Pointing and labeling entries:

--------

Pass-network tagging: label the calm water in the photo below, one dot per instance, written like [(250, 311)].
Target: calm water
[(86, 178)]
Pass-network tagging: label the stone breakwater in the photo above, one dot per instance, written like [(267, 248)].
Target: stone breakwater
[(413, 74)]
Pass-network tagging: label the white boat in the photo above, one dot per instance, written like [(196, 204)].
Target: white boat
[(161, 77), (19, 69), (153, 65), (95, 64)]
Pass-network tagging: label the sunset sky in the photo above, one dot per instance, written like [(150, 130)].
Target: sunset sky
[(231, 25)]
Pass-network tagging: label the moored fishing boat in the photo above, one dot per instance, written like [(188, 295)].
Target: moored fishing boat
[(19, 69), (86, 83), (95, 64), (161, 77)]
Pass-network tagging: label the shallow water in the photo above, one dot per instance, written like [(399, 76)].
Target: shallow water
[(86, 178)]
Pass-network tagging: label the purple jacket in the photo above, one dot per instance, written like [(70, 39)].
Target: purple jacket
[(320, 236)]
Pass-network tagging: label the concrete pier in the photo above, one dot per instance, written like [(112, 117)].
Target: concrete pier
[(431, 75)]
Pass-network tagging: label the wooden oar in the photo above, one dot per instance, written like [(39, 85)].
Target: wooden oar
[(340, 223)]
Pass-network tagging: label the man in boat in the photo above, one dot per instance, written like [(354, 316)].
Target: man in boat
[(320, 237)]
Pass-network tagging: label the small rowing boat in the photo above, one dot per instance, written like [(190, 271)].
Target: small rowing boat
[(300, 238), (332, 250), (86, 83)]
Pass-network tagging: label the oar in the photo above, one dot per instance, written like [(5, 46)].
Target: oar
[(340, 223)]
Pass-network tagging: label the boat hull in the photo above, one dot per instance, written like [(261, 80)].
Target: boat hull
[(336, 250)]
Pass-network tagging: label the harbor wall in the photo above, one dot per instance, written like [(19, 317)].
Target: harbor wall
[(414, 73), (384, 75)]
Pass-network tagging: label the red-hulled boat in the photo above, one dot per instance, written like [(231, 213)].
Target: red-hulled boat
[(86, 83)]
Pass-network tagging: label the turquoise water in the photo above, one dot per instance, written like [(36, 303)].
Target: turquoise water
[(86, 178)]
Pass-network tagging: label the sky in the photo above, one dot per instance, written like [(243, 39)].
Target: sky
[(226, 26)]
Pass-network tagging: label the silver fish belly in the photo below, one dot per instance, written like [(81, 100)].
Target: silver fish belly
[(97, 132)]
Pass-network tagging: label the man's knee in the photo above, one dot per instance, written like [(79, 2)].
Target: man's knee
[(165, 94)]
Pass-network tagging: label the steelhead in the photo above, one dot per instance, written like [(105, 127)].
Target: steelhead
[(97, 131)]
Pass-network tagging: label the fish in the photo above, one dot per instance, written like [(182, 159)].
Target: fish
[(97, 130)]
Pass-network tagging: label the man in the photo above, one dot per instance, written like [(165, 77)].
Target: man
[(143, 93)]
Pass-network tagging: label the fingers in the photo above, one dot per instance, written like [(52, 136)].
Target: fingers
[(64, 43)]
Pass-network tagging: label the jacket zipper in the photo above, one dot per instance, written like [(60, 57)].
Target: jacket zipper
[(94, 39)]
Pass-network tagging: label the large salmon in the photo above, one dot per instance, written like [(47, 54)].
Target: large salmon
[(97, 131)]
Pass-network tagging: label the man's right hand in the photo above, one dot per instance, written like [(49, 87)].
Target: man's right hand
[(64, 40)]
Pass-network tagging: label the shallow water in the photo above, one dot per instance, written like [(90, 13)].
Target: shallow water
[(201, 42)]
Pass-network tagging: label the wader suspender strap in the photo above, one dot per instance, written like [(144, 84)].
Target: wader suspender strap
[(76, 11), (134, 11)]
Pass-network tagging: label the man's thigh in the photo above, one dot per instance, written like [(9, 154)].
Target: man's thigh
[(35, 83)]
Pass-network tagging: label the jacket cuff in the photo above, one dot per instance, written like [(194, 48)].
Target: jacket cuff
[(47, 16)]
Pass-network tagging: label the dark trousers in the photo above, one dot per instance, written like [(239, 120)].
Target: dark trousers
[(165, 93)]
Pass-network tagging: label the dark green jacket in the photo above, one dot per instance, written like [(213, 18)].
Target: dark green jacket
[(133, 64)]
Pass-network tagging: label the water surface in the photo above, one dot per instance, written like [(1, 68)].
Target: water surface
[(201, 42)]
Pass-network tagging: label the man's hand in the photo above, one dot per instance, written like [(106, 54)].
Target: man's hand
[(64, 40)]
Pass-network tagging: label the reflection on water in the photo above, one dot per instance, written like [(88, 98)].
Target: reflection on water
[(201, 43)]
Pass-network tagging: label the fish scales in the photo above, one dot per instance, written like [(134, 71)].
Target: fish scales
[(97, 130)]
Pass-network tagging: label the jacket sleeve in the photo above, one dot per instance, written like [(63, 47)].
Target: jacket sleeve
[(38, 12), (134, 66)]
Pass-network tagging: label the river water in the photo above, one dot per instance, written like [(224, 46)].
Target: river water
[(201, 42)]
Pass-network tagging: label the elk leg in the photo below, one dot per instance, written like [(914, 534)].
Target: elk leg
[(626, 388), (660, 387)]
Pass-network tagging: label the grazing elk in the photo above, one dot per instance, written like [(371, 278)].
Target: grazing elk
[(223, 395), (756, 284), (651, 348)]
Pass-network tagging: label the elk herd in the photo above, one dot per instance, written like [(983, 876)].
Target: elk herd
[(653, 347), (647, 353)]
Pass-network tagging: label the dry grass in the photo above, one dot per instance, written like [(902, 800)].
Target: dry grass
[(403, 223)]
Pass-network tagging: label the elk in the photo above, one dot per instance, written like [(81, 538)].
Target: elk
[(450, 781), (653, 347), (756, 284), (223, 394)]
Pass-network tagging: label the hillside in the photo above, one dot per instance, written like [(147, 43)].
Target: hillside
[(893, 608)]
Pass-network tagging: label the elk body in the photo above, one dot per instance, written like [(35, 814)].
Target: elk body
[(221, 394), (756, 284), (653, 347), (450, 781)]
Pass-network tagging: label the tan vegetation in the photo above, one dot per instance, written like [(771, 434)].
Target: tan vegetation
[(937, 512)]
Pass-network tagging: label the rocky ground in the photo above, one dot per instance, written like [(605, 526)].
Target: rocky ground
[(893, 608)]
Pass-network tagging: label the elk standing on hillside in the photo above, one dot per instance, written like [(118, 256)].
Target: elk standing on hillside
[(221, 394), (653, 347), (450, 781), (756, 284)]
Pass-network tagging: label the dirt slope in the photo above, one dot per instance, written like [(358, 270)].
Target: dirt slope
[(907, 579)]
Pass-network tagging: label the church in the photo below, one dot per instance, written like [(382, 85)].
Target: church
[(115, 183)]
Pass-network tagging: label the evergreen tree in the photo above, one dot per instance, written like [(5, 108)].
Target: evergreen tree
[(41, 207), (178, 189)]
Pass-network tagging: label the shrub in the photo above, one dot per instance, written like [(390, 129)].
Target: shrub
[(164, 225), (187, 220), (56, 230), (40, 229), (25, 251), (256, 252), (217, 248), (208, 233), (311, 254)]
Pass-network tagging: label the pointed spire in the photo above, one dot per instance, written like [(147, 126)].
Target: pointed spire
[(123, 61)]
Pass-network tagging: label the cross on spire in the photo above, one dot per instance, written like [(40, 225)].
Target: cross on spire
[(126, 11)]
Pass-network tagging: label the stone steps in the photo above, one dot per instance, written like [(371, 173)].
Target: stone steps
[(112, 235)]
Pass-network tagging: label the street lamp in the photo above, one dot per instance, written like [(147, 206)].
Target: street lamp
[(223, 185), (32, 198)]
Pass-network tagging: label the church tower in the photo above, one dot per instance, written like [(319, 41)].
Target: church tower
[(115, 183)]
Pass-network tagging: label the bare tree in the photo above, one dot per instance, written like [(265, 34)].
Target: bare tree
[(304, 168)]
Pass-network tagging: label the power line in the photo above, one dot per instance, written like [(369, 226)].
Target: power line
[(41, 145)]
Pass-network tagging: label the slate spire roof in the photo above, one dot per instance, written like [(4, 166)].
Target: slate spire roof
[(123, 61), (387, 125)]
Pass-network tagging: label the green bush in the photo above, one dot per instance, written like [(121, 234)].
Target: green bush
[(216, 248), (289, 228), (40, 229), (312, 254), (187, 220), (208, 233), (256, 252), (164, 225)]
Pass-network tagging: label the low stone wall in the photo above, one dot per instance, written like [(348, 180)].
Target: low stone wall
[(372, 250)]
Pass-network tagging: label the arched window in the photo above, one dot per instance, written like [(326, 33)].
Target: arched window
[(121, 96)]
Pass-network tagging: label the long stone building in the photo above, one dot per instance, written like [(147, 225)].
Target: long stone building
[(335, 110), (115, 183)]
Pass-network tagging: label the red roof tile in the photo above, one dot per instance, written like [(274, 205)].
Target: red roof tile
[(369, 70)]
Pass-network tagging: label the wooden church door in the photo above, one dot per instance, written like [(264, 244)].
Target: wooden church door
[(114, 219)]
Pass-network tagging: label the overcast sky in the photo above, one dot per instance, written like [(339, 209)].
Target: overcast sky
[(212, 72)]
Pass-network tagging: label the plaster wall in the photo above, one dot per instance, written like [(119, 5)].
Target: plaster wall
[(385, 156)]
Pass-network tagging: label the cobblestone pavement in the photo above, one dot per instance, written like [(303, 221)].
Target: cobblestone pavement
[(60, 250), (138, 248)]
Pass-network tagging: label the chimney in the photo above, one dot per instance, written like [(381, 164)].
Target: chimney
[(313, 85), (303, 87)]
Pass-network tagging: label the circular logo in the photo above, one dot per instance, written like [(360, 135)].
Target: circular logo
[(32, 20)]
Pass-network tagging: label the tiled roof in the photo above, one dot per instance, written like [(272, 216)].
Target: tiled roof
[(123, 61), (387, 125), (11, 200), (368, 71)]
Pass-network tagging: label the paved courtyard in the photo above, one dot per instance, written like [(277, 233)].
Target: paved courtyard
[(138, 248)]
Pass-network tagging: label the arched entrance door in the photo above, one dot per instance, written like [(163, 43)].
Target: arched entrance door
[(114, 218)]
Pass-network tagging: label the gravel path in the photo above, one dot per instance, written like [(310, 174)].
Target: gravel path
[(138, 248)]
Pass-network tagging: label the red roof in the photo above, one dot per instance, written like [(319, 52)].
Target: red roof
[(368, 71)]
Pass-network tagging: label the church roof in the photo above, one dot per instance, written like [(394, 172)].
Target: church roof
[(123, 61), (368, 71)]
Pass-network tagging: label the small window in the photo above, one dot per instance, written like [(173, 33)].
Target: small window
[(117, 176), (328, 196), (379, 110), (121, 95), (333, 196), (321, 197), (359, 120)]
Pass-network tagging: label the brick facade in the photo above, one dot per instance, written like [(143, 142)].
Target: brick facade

--------

__Request__
Copy out the entries above word for word, starting with the line that contains "Pass-network tagging: label the gravel" and continuing through the line that contains "[(368, 71)]".

__Solution for this task__
Pass-network tagging: label the gravel path in the photo above, one dot per instance, written like [(310, 174)].
Target: gravel path
[(138, 248)]
Pass-network tagging: label the red roof in the photo above, one dot per instance, written like [(319, 52)].
Target: red roof
[(368, 71)]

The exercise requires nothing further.